• _Requirement_: The answer should hold only the lines from the one that contains "Could you mark the region of every instance of the water" through the last line of the material, repeated exactly, without pictures.

[Task inputs — start]

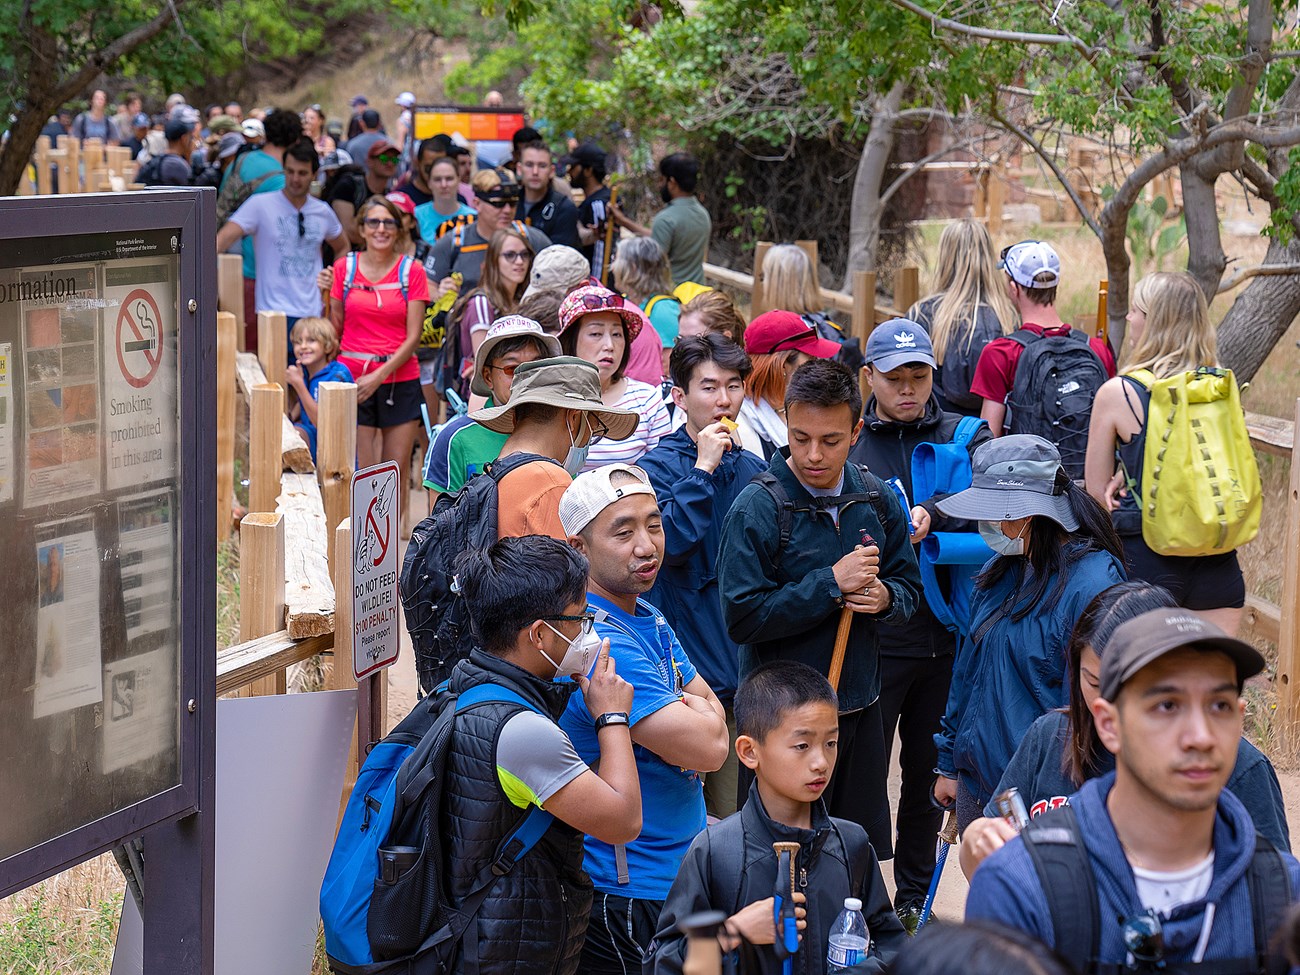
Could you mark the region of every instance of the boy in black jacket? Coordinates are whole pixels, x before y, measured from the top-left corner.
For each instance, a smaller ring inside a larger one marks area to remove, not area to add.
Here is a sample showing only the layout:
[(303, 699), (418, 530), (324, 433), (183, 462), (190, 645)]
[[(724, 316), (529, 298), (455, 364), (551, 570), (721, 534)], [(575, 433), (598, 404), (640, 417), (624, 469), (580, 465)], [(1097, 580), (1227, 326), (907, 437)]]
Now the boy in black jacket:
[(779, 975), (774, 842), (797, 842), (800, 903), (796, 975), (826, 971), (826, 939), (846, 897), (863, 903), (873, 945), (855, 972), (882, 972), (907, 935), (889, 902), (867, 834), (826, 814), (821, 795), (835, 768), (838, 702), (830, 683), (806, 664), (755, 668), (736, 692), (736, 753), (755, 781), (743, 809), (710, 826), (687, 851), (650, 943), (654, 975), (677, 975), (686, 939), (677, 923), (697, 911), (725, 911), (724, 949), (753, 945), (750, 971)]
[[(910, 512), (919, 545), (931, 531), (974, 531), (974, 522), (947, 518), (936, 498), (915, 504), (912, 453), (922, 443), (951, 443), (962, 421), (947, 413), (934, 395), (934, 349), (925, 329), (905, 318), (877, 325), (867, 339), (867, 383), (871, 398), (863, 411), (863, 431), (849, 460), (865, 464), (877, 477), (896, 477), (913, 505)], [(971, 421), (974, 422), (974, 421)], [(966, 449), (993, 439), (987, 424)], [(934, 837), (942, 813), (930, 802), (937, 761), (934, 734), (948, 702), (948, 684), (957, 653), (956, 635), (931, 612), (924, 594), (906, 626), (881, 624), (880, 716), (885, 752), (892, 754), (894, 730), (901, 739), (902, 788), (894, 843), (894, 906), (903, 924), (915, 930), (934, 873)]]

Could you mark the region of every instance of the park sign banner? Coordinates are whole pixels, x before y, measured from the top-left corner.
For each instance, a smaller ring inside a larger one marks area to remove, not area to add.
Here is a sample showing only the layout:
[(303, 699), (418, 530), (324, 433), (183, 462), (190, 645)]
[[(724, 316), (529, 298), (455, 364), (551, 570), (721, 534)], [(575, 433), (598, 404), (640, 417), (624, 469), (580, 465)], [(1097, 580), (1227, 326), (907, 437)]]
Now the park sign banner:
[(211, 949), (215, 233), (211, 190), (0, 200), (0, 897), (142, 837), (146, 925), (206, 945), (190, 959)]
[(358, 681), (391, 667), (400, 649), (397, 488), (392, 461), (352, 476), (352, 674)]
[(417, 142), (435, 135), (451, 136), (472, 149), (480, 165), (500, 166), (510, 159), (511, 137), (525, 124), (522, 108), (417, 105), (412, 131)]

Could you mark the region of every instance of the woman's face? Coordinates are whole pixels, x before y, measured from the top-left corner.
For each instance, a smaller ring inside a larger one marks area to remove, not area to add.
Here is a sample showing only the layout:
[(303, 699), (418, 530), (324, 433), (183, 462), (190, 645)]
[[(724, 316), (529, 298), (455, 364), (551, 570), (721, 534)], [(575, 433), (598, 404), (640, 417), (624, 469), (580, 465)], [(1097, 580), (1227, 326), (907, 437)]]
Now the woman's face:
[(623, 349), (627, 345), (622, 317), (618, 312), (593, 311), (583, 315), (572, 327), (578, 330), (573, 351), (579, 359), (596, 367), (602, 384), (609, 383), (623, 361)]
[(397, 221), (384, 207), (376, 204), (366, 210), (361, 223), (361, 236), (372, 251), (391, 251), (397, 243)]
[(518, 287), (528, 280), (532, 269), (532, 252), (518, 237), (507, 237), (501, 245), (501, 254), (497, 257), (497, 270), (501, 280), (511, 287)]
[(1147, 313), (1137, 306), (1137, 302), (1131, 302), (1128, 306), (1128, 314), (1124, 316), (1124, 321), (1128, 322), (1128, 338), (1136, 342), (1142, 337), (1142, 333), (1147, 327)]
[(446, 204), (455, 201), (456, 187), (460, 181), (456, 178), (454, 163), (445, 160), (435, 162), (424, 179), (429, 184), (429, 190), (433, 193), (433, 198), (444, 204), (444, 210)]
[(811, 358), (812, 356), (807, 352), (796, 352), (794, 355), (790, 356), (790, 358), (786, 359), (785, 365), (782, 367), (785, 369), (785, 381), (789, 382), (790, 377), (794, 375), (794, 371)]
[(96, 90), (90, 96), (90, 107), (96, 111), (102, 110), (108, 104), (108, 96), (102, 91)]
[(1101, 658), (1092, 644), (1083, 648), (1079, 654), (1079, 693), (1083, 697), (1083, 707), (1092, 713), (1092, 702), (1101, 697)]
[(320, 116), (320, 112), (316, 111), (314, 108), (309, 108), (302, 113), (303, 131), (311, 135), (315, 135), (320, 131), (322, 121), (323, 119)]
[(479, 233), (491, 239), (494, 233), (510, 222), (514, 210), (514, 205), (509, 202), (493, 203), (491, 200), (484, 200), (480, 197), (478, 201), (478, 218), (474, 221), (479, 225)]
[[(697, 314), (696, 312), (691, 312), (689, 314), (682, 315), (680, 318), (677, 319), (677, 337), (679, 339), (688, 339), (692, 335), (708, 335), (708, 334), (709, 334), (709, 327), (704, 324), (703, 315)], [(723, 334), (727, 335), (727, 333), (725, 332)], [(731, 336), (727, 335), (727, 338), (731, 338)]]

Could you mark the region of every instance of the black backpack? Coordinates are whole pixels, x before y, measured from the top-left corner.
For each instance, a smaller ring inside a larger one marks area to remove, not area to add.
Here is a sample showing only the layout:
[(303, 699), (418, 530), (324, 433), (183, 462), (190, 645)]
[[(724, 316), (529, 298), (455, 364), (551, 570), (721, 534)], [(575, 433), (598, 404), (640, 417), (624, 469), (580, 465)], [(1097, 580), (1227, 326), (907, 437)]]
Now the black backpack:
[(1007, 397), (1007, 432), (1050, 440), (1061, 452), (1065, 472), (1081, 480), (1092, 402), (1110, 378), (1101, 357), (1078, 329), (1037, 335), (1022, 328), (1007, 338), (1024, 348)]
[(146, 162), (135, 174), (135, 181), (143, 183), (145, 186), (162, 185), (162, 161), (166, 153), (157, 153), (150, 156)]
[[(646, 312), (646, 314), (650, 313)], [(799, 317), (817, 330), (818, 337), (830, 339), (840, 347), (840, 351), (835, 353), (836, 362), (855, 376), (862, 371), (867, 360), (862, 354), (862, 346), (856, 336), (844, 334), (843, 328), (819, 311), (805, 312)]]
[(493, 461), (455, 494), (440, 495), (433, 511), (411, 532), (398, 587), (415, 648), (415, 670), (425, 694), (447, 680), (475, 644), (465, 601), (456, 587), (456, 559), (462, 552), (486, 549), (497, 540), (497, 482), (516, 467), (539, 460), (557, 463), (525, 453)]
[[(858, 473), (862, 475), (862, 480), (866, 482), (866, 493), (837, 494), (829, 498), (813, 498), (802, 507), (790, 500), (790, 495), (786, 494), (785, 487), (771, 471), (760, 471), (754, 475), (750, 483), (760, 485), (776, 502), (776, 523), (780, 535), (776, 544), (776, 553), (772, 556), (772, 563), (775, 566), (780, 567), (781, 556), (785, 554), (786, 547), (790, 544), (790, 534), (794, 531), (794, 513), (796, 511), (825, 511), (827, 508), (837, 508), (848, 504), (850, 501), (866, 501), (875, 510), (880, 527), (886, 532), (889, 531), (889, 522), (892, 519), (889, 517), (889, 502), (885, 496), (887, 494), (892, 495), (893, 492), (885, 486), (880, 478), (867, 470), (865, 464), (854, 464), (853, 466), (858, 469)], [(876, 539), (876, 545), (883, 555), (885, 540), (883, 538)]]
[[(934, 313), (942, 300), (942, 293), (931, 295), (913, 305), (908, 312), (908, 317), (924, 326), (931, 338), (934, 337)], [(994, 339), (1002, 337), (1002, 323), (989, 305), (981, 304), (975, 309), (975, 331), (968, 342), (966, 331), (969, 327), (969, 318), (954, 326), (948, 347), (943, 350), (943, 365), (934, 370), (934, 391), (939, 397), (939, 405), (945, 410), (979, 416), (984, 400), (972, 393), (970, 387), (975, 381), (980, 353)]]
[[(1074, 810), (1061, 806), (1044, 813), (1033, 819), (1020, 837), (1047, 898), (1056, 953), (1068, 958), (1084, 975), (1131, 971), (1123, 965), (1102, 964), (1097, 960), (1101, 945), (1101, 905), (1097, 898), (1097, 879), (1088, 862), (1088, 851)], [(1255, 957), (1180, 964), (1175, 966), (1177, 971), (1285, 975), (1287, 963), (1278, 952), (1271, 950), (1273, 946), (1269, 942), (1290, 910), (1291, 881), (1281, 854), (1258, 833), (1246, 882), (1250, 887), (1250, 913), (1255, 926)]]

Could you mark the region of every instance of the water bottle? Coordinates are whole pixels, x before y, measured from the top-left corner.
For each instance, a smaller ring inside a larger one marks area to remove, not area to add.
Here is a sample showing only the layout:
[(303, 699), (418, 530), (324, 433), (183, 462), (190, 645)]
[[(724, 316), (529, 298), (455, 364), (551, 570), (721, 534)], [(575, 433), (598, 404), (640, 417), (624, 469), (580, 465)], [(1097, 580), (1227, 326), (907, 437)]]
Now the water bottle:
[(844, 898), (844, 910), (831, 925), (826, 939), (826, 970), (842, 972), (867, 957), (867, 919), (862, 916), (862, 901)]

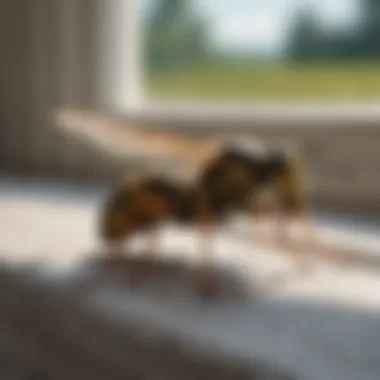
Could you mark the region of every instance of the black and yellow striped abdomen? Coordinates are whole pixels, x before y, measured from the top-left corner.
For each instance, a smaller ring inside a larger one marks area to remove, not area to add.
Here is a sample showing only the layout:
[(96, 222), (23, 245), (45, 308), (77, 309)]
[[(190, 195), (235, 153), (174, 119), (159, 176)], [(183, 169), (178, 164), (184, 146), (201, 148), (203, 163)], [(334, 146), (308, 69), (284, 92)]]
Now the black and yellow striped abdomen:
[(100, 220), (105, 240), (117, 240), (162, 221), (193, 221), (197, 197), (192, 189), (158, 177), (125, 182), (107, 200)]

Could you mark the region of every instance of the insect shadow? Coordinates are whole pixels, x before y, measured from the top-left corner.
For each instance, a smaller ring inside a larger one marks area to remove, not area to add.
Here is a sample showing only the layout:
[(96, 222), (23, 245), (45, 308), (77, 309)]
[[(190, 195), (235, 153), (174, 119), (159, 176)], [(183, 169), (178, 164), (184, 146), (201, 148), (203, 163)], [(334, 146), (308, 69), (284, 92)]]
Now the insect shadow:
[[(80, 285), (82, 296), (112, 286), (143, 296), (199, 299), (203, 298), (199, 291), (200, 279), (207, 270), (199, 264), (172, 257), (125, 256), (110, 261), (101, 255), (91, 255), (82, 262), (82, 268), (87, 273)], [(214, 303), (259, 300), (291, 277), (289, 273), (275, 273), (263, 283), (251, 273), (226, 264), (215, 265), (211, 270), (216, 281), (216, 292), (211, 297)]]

[Task inputs — finish]

• _Task response_:
Could you mark the region of every instance of the water bottle? Coordinates are whole pixels, x before y, measured from the top-left corner.
For each instance, a smaller ring inside a larger one marks area to remove, not area to add.
Here is a sample showing only the layout:
[(303, 699), (418, 530), (324, 433), (183, 462), (190, 645)]
[[(724, 316), (529, 298), (455, 364), (551, 570), (721, 534)], [(575, 433), (598, 404), (640, 417), (624, 469), (580, 465)], [(1097, 580), (1227, 326), (907, 437)]]
Now the water bottle:
[(844, 898), (844, 910), (831, 925), (826, 939), (826, 970), (842, 972), (867, 957), (867, 919), (862, 916), (862, 901)]

Could you mark the region of every instance of the black and yellow striped abdomen? Coordinates are whole pixels, x before y, measured from the top-left corner.
For each instance, a smaller ring inside a larger one marks area to remove, not area to add.
Here is a sample showing only the layout:
[(96, 222), (23, 245), (45, 308), (77, 309)]
[[(190, 195), (235, 153), (174, 119), (159, 176)], [(183, 169), (178, 164), (184, 146), (201, 148), (203, 163)], [(334, 146), (308, 69), (284, 92)]]
Now the black and yellow striped abdomen:
[(100, 220), (105, 240), (117, 240), (162, 221), (193, 221), (197, 197), (192, 189), (158, 177), (125, 182), (107, 200)]

Could you mark the region of every instance of the insect shadow? Coordinates are whole pixels, x before y, measured from the top-left corner.
For each instance, a smaller ring inside a larger one marks area to remove, not area to add.
Here is a sample showing only the layout:
[(96, 222), (23, 245), (45, 308), (77, 309)]
[[(190, 195), (235, 153), (174, 119), (159, 176)], [(183, 169), (178, 164), (184, 146), (201, 148), (203, 163)], [(334, 146), (308, 69), (284, 92)]]
Now the insect shadow:
[[(80, 285), (82, 296), (112, 286), (143, 296), (199, 299), (203, 298), (199, 291), (200, 279), (207, 270), (199, 264), (172, 257), (125, 256), (110, 261), (101, 255), (91, 255), (82, 262), (82, 268), (87, 273)], [(214, 303), (259, 300), (291, 277), (289, 273), (275, 273), (263, 283), (251, 273), (226, 264), (215, 265), (211, 270), (216, 281), (216, 292), (211, 297)]]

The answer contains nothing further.